*** Given data Section Begins ***

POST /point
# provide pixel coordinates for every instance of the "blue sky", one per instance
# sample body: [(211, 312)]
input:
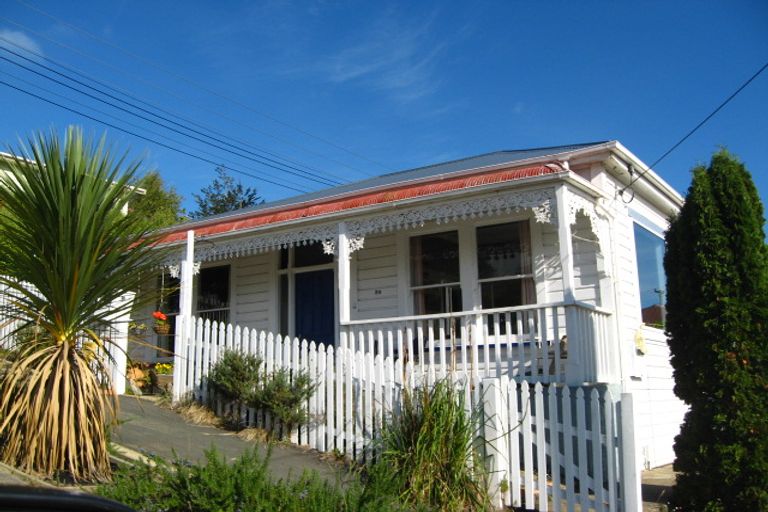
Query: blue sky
[(397, 85)]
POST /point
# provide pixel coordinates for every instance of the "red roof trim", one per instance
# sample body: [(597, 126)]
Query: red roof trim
[(258, 219)]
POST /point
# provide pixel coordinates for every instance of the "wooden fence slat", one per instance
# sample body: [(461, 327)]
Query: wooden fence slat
[(541, 454), (515, 426), (597, 452), (525, 400), (554, 444), (581, 429), (570, 492)]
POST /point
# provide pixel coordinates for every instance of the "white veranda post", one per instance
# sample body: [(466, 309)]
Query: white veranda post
[(118, 349), (572, 371), (184, 319)]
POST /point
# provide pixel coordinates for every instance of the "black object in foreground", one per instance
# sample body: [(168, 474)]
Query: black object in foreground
[(20, 498)]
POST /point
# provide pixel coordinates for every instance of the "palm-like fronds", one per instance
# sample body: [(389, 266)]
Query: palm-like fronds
[(68, 254)]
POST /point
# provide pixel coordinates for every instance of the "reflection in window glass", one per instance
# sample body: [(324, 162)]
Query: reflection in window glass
[(213, 294), (435, 259), (504, 265), (309, 255), (435, 273), (650, 271)]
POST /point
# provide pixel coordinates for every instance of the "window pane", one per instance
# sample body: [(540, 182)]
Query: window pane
[(508, 293), (284, 304), (168, 301), (435, 258), (283, 258), (503, 250), (650, 271), (443, 299), (213, 290), (308, 255)]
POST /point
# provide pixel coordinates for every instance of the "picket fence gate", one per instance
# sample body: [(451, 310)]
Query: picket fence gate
[(546, 444), (550, 447)]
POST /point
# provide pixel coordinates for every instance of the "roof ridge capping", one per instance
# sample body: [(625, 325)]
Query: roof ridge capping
[(560, 150), (436, 170)]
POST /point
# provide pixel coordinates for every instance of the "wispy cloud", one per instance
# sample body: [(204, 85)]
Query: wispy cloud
[(398, 58), (14, 40)]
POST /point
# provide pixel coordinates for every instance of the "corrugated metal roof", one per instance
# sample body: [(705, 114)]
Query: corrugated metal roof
[(363, 199), (395, 178)]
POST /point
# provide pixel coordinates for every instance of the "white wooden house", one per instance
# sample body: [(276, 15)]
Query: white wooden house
[(528, 263)]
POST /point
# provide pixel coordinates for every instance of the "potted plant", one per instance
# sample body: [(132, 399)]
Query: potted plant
[(164, 376), (162, 326)]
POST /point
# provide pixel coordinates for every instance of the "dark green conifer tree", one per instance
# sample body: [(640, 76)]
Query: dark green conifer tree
[(717, 270)]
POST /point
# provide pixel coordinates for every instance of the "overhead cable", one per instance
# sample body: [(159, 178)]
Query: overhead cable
[(265, 161), (105, 123), (173, 94), (197, 84), (694, 130)]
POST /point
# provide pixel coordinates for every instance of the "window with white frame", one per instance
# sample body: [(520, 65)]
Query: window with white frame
[(649, 249), (504, 265), (435, 283), (213, 294)]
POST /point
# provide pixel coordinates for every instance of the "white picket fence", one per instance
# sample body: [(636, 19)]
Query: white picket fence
[(354, 388), (549, 443), (554, 447)]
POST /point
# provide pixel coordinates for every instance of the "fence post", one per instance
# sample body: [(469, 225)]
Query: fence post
[(496, 443), (630, 470), (184, 319), (119, 347)]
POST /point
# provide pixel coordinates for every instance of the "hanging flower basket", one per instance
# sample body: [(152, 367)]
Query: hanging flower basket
[(161, 327)]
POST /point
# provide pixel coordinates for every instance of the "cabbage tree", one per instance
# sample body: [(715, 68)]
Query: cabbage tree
[(68, 254)]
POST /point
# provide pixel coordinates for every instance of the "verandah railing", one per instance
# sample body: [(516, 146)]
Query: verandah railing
[(536, 343)]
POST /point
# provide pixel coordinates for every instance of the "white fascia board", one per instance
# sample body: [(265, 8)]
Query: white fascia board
[(373, 209), (651, 176), (557, 157)]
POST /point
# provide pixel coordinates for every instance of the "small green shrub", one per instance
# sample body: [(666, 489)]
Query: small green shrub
[(242, 485), (428, 457), (285, 398), (235, 376)]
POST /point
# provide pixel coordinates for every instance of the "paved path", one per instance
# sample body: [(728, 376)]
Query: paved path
[(150, 428)]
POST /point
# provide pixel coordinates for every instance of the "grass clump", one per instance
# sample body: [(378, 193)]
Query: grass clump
[(427, 453), (238, 378)]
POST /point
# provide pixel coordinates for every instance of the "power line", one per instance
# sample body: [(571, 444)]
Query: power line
[(694, 130), (258, 159), (172, 94), (133, 125), (158, 108), (213, 162), (198, 85)]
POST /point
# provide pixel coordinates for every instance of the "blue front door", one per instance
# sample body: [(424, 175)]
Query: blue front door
[(314, 306)]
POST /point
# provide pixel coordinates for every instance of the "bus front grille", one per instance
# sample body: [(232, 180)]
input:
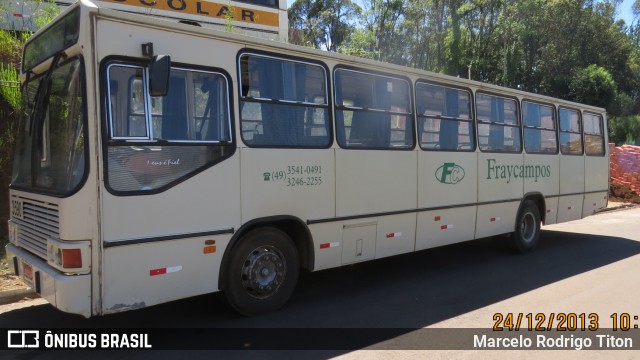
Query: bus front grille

*** Given data Section Ends ***

> Directions for this task
When restating the records word for word, omit any picture they contain.

> Output for this task
POST /point
# provide pixel coordinates for every instance of the "blue sky", one per instance
# sample body: [(211, 312)]
input:
Query: blue sky
[(397, 85)]
POST /point
# provide pixel coordinates for every instance of the "red roof trim", one per instance
# sample body: [(597, 126)]
Query: red roof trim
[(258, 219)]
POST /point
# provide pixel coordinates for every instance of the "wooden fence slat", one per instance
# sample body: [(461, 327)]
Query: wooden fence slat
[(541, 454), (515, 426), (597, 452), (525, 400), (554, 444), (581, 429), (570, 492)]
POST /point
# provide pixel coordinates for every instance of the "white veranda post", one per instance
# sample body: [(466, 309)]
Query: white veranda post
[(118, 349), (572, 371), (184, 319)]
POST /point
# provide pixel coordinates for every instance of the "black object in foreground", one per instance
# sample body: [(168, 474)]
Query: black object in foreground
[(20, 498)]
POST /point
# provide pixel coordinates for every instance of the "palm-like fronds", one per instance
# sample body: [(389, 266)]
Query: palm-like fronds
[(68, 254)]
POST /point
# provide pixel coordinates for every instance of the "reflection in window glass", one per instance
# sample body: [(324, 162)]
Query: reflection in window glass
[(213, 294), (435, 259), (504, 265), (309, 255), (435, 273), (650, 271)]
POST /point
# provide pixel coordinates for every instance of the "window pane", one per instance
# sample body: [(540, 182)]
Query: window pane
[(508, 293), (284, 304), (168, 301), (435, 258), (283, 258), (503, 250), (650, 271), (443, 299), (213, 290), (308, 255)]
POST /point
# provide pixel coordinates for every instance of the "picket fence gate", one per instance
# sample body: [(451, 310)]
Query: picket fence gate
[(546, 444), (550, 447)]
POST /point
# provide pixel coordinates for every instance of the "roof ridge capping", one per instance
# sample body: [(625, 325)]
Query: roof ridge capping
[(560, 150), (436, 170)]
POST /point
# provide pixel coordinates for every instance of the "wispy cloud", one per instance
# sample body: [(204, 85)]
Query: wispy cloud
[(398, 58), (14, 40)]
POST /point
# provide pixel coordinates for every instance of the "corrugated metal roof", one per instance
# sample body: [(705, 114)]
Query: corrugated metal roof
[(363, 199), (395, 178)]
POST /point
# provide pixel coordinates for every instance of the "white wooden house", one per instance
# sample body: [(276, 15)]
Query: white wooden house
[(528, 263)]
POST /point
# provide pixel coordinates for every instance of the "potted plant", one per instance
# sample body: [(132, 399)]
Query: potted plant
[(164, 376), (162, 326)]
POST /point
# provide pixel coordinates for every instance of the "dark green conifer tree", one per instance
# sample body: [(640, 76)]
Query: dark green conifer tree
[(717, 270)]
POST /point
# provide pixel coordinates for every instance of the "overhead cable", one per instance
# sample body: [(159, 178)]
Query: overhead cable
[(265, 161), (105, 123), (173, 94), (197, 84), (694, 130)]
POST /point
# provide pixel coordinates for every instance of the "window with white frame", one per instance
# sample body: [(520, 65)]
Query: window with white frame
[(649, 249), (504, 265), (435, 283), (213, 294)]
POST /point
# provide pixel coordinates for every instance of the "white picket fence", one per instance
# sample body: [(636, 19)]
Query: white picket fence
[(354, 388), (549, 443), (554, 447)]
POST /point
# provide pixel coordinates for every instance of the "fence post", one per instance
# sample body: [(469, 225)]
Query: fence post
[(496, 443), (630, 470), (184, 319), (119, 347)]
POST /point
# provide pixel coordinates for every instance of the "hanging flower basket", one per instance
# sample body: [(152, 367)]
Query: hanging flower basket
[(161, 327)]
POST /point
# provide pixel coordinates for every instance of the "cabbage tree", one per instance
# sample body: [(715, 68)]
Query: cabbage tree
[(68, 254)]
POST /point
# provide pixel coordinates for every instance of the "verandah railing", one per instance
# sample body: [(516, 146)]
Query: verandah railing
[(536, 343)]
POST /point
# provide pixel coordinates for every instance of the "white fascia board", one per instance
# sample body: [(265, 8)]
Query: white fascia board
[(373, 209), (651, 176), (557, 157)]
POST /point
# provide pixel coordinates for every instance of the "small green shrub", one per instance
# sample body: [(666, 489)]
Query: small green shrub
[(242, 485), (428, 457), (285, 398), (235, 376)]
POST /point
# provide pixel coordinates for every instance of the "paved path", one per instance
# sample body: [(728, 376)]
Query: paved path
[(150, 428)]
POST /point
# provide pixel coordinates for every instance of the "grass clump", one per instance
# sample body: [(378, 193)]
Query: grass clump
[(427, 453), (238, 378)]
POST /point
# provide pixel coordinates for every instance of the "power line", one per instance
# sample body: [(571, 444)]
Query: power line
[(694, 130), (258, 159), (172, 94), (133, 125), (158, 108), (213, 162), (198, 85)]
POST /point
# provide pixel coordinates for every instance of the "blue front door", one per instance
# sample body: [(424, 175)]
Query: blue front door
[(314, 306)]
POST /point
# provide pixel coordinates for every instance of the "bus front grille", one per instance
# sample body: [(232, 180)]
input:
Query: bus front grille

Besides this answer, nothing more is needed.